Top of DATASET RECORDS

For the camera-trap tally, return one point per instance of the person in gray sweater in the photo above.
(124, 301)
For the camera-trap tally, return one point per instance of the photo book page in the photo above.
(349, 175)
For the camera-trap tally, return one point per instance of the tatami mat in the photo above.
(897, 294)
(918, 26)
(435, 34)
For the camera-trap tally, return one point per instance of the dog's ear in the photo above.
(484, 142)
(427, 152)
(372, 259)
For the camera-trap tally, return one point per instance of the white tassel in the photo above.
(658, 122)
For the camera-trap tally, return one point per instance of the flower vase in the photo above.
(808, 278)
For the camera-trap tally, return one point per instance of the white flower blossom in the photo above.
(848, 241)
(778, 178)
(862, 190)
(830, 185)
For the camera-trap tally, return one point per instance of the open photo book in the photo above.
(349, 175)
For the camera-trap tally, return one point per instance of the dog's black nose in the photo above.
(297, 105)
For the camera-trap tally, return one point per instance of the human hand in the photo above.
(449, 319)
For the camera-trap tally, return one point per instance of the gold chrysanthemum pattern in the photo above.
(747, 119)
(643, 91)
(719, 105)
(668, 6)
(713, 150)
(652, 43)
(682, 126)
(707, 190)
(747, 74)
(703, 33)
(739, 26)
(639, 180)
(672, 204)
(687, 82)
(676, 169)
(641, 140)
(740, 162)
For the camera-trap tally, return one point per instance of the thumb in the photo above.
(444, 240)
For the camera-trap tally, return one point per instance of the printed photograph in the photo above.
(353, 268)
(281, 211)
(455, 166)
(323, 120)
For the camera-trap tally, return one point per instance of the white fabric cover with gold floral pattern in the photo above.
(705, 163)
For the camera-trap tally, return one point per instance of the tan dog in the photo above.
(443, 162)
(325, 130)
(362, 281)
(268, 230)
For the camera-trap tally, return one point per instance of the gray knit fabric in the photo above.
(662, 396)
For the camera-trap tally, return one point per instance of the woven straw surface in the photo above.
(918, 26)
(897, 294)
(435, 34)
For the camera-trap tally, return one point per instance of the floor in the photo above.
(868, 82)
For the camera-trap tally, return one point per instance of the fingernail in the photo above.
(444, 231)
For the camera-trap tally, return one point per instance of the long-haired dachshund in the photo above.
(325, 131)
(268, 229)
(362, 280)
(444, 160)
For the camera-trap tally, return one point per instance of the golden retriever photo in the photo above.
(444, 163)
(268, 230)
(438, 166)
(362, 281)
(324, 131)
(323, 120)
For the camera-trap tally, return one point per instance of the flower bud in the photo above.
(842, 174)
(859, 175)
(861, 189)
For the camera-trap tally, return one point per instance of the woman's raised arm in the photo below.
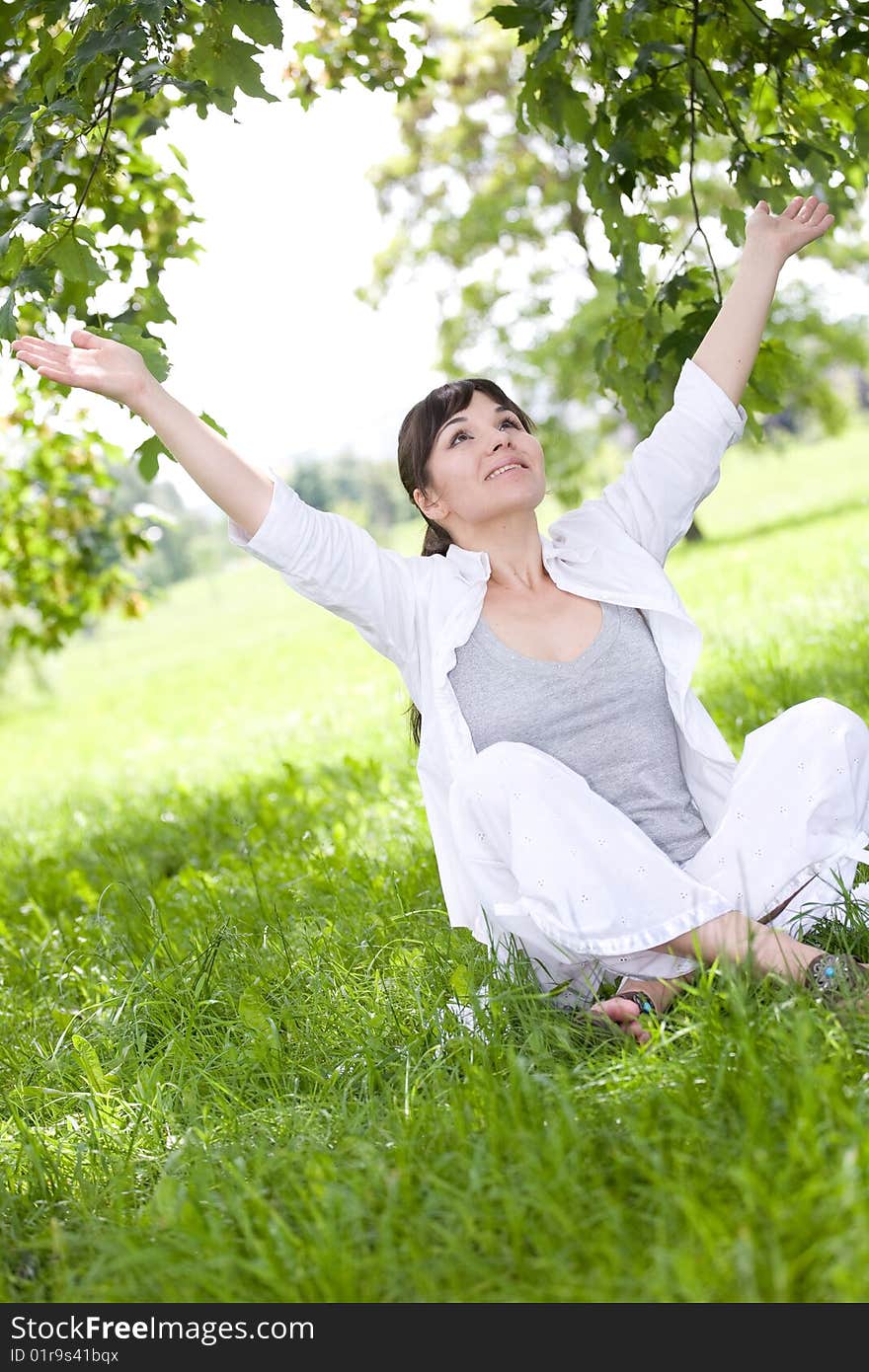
(323, 556)
(119, 372)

Bottom of DATASET RECORDS

• [WHAT YOU HAVE TO DO]
A faithful copy of all the data above is required, printed exactly and with no pictures.

• [RESPONSE]
For the camera-trap tally, return one point per instance of the person in gray sweater in the photo above.
(124, 301)
For the camera-trap tally, return one point per instance of the photo book page in the photo above.
(349, 175)
For the camera-trap tally, return one point per instance of the tatami mat in the photo above.
(897, 294)
(918, 26)
(435, 34)
For the camera-trap tally, return one point per instance of the dog's ear in the photo above.
(484, 142)
(427, 152)
(372, 259)
For the camera-trap tally, return one point per instance of the white tassel in the photo above.
(658, 122)
For the camera-trap tally, return one point per instance of the flower vase in the photo above.
(808, 278)
For the camera-trap tally, return one point per instance of the white flower blossom in the photo above.
(848, 241)
(778, 178)
(862, 190)
(830, 185)
For the camera-trap tally, return one point per instance of the open photo book in the photo above.
(349, 175)
For the camera-trap tally, return one point per instance of the dog's black nose in the photo above.
(297, 105)
For the camera-trap tally, return one point per instance of the human hand in the photo above.
(449, 319)
For the camera-trap tally, return one point per instance of the gold chrysanthemum pattern in the photo above.
(747, 119)
(643, 91)
(719, 105)
(668, 6)
(713, 150)
(652, 43)
(682, 126)
(707, 190)
(747, 74)
(703, 33)
(739, 26)
(639, 180)
(672, 204)
(687, 82)
(676, 169)
(641, 140)
(740, 162)
For the camera-trap tally, return one point per instance of the thumb in the photo above.
(444, 240)
For the camera-trap tally, return one point per instance of the printed photograph in the photo above.
(353, 268)
(281, 211)
(455, 166)
(323, 120)
For the camera-trap tally, return one point per instance of the white fabric cover with gold floral pattern in the photo above.
(705, 163)
For the camera-trap tally, return one point per instance of the tan dog in the photo above.
(443, 162)
(325, 130)
(362, 281)
(268, 230)
For the camera-trap tally, return one point per instance of the gray knit fabric in the photo above.
(662, 396)
For the camera-trap tally, return one point per instance of the woven straw surface in the photo above.
(918, 26)
(897, 294)
(435, 34)
For the camera-trap tally, return one point per instance of the floor in the photo above.
(868, 82)
For the camera-trap tally, return one point per instance of the fingernail in the photo above.
(444, 231)
For the camera-trap tally, return one point per instance of the long-haired dachshund in the photo above.
(325, 131)
(268, 229)
(362, 280)
(444, 160)
For the camera-trap tally, return one point per instance of the golden retriever photo in the photo above.
(444, 163)
(268, 230)
(438, 166)
(362, 281)
(324, 131)
(323, 120)
For the camera-trap tally, return one point per instance of the flower bud in the photo above.
(842, 174)
(859, 175)
(861, 189)
For the camera-trap tally, return one point per instance of the woman's raised arm in the photo below.
(323, 556)
(119, 372)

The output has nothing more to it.